• What is being asked: Reproduce everything from the start of the items below down to and including the line that contains "216 118 L 208", character for character.

--- START OF Dataset ---

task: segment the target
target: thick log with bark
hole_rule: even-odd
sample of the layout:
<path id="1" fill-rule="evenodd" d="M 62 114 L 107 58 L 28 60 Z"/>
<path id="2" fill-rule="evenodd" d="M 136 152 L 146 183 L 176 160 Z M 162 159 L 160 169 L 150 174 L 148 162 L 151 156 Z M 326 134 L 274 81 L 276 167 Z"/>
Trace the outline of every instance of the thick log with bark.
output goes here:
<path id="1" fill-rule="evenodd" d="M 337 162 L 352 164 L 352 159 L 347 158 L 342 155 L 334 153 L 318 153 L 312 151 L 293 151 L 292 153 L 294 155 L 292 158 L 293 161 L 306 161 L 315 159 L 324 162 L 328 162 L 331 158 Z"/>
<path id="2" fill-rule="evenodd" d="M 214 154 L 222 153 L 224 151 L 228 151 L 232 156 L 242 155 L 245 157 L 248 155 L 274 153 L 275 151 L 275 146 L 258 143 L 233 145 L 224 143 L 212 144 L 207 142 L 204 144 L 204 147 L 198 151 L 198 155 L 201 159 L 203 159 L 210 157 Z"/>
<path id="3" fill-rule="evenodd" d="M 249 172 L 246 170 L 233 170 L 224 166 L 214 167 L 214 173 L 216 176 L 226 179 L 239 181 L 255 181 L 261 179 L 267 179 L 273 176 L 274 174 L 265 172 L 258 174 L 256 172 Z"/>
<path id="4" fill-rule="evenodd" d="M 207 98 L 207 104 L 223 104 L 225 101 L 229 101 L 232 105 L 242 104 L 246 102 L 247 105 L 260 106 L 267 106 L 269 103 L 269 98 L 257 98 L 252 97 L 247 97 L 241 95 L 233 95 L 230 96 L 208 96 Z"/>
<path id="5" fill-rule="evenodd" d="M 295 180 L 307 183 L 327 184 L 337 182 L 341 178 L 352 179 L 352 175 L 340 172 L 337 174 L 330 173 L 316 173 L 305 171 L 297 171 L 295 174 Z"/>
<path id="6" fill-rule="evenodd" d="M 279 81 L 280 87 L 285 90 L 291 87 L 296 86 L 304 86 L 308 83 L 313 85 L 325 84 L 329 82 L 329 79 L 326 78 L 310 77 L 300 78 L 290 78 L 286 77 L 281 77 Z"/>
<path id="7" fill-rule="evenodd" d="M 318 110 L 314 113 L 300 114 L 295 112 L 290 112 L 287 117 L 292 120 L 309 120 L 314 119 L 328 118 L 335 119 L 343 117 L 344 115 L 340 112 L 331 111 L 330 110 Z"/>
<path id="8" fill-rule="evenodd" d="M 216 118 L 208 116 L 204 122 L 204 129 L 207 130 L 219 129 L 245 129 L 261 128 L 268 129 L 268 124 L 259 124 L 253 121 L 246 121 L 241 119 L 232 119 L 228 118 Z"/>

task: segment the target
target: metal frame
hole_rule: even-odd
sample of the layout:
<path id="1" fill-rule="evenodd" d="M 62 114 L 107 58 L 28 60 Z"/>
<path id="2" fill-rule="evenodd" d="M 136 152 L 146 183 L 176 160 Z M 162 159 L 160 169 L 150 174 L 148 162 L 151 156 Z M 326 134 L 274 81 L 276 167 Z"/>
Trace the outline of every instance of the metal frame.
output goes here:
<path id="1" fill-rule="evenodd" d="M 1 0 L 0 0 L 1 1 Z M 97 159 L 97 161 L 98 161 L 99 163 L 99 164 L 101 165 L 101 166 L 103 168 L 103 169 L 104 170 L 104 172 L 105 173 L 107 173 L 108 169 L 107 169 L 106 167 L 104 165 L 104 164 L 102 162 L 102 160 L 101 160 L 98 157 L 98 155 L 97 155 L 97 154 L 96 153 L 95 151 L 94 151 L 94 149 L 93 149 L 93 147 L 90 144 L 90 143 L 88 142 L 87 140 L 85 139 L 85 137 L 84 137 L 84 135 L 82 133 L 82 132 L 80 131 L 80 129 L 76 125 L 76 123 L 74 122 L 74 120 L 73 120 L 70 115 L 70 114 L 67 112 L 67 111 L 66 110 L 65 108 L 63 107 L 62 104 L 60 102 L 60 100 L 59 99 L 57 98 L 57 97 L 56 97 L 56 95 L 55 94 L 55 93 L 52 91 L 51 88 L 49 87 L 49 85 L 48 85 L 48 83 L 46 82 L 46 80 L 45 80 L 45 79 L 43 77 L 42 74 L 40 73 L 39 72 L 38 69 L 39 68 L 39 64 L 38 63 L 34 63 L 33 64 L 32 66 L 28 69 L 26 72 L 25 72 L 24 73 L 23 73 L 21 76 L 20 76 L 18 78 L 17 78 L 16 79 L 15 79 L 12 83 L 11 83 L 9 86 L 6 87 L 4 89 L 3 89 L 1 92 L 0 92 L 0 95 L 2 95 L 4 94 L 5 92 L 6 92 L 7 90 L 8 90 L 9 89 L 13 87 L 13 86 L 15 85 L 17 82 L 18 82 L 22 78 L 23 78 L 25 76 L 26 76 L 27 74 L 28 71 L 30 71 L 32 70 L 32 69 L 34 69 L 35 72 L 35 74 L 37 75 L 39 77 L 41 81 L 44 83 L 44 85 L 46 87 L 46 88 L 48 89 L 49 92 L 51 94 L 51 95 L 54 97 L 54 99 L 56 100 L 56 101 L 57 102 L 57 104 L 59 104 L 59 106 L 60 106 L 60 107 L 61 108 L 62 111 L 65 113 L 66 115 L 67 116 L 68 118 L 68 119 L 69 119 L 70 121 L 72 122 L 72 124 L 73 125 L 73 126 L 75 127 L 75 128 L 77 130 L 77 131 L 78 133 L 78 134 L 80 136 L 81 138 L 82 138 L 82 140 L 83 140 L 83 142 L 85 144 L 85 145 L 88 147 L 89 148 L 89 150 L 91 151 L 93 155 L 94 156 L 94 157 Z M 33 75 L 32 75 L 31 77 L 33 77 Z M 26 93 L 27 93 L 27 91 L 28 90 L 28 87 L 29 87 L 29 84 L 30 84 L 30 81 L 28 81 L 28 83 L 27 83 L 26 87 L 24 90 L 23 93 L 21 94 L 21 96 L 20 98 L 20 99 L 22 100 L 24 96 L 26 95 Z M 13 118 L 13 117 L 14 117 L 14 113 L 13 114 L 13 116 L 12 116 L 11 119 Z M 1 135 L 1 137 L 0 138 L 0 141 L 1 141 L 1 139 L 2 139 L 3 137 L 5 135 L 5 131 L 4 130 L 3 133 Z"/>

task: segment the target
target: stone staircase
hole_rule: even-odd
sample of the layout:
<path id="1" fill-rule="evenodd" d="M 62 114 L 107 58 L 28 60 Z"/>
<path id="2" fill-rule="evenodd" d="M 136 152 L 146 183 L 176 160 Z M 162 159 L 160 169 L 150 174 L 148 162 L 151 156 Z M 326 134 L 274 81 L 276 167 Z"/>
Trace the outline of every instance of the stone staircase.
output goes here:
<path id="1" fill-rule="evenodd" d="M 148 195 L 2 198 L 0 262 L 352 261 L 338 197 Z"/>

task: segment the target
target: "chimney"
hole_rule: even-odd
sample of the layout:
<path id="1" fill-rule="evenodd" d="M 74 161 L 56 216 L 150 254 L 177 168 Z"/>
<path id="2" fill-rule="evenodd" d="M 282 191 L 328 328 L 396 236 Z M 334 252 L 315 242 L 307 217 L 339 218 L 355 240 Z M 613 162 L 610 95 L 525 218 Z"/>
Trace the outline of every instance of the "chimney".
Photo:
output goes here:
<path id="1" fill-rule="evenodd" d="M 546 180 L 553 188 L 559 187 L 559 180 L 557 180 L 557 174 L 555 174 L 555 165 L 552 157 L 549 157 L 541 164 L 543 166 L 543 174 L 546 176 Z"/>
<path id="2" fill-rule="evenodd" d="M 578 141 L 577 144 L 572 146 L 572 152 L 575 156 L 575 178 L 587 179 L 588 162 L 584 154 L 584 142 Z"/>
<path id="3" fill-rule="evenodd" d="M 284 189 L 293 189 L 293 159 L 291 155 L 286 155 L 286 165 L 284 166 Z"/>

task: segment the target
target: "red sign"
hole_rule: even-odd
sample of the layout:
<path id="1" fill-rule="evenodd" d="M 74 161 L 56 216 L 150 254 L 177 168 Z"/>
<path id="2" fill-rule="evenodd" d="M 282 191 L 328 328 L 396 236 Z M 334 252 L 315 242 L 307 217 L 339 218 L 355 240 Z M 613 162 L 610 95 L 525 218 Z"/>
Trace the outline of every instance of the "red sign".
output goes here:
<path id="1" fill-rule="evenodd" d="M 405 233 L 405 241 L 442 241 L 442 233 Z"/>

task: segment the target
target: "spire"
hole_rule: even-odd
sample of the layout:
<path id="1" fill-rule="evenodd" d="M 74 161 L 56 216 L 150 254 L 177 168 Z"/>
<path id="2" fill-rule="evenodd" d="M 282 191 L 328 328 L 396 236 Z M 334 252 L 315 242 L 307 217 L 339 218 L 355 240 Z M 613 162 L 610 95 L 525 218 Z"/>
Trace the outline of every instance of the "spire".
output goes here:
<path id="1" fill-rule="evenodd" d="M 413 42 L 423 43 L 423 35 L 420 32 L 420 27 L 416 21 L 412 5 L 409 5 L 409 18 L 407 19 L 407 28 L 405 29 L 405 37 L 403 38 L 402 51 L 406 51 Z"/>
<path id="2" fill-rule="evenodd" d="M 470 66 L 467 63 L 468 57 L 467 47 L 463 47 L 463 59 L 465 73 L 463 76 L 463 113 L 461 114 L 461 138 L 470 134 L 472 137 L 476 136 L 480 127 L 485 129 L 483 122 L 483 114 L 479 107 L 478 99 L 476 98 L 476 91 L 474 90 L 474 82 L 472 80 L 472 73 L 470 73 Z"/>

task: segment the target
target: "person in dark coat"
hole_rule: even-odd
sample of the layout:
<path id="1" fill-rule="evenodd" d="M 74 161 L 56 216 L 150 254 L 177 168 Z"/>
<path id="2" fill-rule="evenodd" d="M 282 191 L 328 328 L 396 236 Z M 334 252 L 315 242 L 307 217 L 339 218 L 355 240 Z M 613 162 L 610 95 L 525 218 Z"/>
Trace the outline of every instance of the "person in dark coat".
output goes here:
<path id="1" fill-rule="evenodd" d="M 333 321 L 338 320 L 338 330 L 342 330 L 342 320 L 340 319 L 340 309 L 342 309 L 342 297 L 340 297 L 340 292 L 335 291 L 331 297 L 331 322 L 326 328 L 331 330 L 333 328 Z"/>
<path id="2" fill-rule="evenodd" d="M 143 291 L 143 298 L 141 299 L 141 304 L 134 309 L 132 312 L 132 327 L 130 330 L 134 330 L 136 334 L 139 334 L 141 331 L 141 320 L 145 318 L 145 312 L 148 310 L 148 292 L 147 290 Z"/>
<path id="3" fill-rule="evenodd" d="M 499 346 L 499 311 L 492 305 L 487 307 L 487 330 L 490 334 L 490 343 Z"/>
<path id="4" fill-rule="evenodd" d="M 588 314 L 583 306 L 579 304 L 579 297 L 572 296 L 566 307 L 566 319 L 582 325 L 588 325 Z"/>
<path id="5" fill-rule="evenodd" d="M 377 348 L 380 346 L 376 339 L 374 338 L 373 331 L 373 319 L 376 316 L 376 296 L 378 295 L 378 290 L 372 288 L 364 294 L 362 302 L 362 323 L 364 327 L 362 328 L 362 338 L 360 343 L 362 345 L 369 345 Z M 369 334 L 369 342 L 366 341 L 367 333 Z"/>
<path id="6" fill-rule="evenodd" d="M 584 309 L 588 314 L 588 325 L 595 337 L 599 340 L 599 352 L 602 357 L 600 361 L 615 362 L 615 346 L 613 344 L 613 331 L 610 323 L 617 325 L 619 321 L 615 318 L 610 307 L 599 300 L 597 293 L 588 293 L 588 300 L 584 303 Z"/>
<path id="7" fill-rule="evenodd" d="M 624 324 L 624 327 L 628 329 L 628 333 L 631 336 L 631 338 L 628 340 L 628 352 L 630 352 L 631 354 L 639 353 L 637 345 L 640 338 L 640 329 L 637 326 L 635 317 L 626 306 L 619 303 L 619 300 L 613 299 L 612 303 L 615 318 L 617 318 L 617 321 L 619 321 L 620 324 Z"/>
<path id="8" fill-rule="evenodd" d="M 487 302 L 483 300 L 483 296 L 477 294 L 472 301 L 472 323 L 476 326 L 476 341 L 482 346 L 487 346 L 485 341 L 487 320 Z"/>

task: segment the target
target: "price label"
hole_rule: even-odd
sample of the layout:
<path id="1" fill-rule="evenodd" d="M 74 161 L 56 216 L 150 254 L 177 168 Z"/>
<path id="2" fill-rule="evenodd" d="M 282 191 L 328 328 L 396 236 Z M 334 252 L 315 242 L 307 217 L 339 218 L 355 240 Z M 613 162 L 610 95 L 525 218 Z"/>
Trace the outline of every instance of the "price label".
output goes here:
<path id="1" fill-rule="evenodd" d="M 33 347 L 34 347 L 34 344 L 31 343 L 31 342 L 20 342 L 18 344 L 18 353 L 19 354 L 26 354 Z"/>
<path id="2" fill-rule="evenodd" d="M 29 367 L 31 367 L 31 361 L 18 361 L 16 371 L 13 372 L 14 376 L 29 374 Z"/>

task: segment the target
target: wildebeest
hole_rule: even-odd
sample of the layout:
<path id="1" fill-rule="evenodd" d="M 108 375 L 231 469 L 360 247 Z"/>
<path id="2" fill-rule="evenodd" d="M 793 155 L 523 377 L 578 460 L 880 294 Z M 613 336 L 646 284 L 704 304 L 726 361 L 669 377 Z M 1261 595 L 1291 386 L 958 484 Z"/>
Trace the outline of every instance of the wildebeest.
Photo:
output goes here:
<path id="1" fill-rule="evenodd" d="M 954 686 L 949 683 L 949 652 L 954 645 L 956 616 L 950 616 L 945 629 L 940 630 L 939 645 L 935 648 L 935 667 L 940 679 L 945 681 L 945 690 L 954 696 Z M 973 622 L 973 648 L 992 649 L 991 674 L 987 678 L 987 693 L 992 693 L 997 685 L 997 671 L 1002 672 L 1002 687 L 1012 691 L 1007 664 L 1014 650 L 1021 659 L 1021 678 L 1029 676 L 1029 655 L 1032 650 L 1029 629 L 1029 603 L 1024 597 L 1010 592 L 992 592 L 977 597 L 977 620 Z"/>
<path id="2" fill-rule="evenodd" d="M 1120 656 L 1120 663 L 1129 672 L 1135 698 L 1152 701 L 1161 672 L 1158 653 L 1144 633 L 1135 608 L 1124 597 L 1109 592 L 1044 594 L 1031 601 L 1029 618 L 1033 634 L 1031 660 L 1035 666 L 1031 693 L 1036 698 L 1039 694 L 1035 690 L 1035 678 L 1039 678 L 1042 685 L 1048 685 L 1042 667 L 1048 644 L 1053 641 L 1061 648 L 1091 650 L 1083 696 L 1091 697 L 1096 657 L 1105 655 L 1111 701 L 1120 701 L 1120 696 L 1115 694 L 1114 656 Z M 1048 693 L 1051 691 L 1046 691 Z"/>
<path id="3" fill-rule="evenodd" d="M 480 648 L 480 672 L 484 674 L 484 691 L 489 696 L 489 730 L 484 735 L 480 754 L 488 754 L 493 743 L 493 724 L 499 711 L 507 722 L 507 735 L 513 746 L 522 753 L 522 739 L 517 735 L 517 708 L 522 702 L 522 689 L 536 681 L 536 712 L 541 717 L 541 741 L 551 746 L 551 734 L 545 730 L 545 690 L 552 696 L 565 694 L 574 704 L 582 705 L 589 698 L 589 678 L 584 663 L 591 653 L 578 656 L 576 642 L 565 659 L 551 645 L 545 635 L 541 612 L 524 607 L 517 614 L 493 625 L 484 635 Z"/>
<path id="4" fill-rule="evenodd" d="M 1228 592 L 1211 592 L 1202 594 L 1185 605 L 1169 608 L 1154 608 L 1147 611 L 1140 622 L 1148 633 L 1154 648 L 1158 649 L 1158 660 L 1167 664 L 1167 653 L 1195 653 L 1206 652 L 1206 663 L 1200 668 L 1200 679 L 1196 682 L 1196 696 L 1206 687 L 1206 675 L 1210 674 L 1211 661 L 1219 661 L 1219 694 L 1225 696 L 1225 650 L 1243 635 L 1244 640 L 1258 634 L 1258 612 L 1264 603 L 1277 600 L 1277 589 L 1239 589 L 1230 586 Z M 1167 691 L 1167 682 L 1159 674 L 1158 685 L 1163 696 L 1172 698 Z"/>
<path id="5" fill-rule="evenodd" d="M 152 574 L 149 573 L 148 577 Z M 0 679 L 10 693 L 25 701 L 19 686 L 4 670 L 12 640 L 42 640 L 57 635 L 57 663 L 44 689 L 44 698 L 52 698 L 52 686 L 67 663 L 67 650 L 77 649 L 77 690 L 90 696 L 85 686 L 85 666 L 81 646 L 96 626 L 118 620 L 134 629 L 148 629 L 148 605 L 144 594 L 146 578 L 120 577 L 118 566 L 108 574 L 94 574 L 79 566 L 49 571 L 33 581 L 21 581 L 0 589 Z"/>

--- END OF Dataset ---

• Worked solution:
task: segment the target
target: thick log with bark
hole_rule: even-odd
sample of the layout:
<path id="1" fill-rule="evenodd" d="M 62 114 L 107 58 L 28 60 Z"/>
<path id="2" fill-rule="evenodd" d="M 136 152 L 146 183 L 176 160 Z M 162 159 L 160 169 L 150 174 L 148 162 L 151 156 Z M 326 134 L 274 81 L 276 167 Z"/>
Trace the outline of every instance of the thick log with bark.
output goes here:
<path id="1" fill-rule="evenodd" d="M 337 162 L 352 164 L 352 159 L 347 158 L 342 155 L 334 153 L 318 153 L 312 151 L 293 151 L 292 153 L 294 155 L 292 158 L 293 161 L 306 161 L 315 159 L 324 162 L 328 162 L 331 158 Z"/>
<path id="2" fill-rule="evenodd" d="M 214 154 L 222 153 L 224 151 L 228 151 L 232 156 L 242 155 L 245 157 L 248 155 L 274 153 L 275 151 L 275 146 L 258 143 L 233 145 L 224 143 L 212 144 L 207 142 L 204 144 L 204 147 L 198 151 L 198 155 L 201 159 L 203 159 L 210 157 Z"/>
<path id="3" fill-rule="evenodd" d="M 249 172 L 246 170 L 233 170 L 224 166 L 214 167 L 214 173 L 216 176 L 226 179 L 239 181 L 255 181 L 261 179 L 267 179 L 273 176 L 274 174 L 265 172 L 258 174 L 256 172 Z"/>
<path id="4" fill-rule="evenodd" d="M 207 98 L 207 104 L 223 104 L 225 101 L 229 101 L 232 105 L 242 104 L 246 102 L 247 105 L 260 106 L 267 106 L 269 103 L 269 98 L 257 98 L 252 97 L 247 97 L 241 95 L 233 95 L 230 96 L 208 96 Z"/>
<path id="5" fill-rule="evenodd" d="M 295 180 L 307 183 L 327 184 L 337 182 L 341 178 L 352 179 L 352 175 L 340 172 L 337 174 L 330 173 L 316 173 L 305 171 L 297 171 L 295 174 Z"/>
<path id="6" fill-rule="evenodd" d="M 279 81 L 280 87 L 285 90 L 291 87 L 296 86 L 304 86 L 308 83 L 313 85 L 325 84 L 329 82 L 329 79 L 326 78 L 310 77 L 300 78 L 290 78 L 286 77 L 281 77 Z"/>
<path id="7" fill-rule="evenodd" d="M 318 110 L 314 113 L 300 114 L 295 112 L 290 112 L 287 117 L 292 120 L 309 120 L 314 119 L 328 118 L 335 119 L 343 117 L 344 115 L 340 112 L 331 111 L 330 110 Z"/>
<path id="8" fill-rule="evenodd" d="M 216 118 L 208 116 L 204 122 L 204 129 L 207 130 L 219 129 L 245 129 L 261 128 L 268 129 L 268 124 L 259 124 L 253 121 L 246 121 L 241 119 L 232 119 L 228 118 Z"/>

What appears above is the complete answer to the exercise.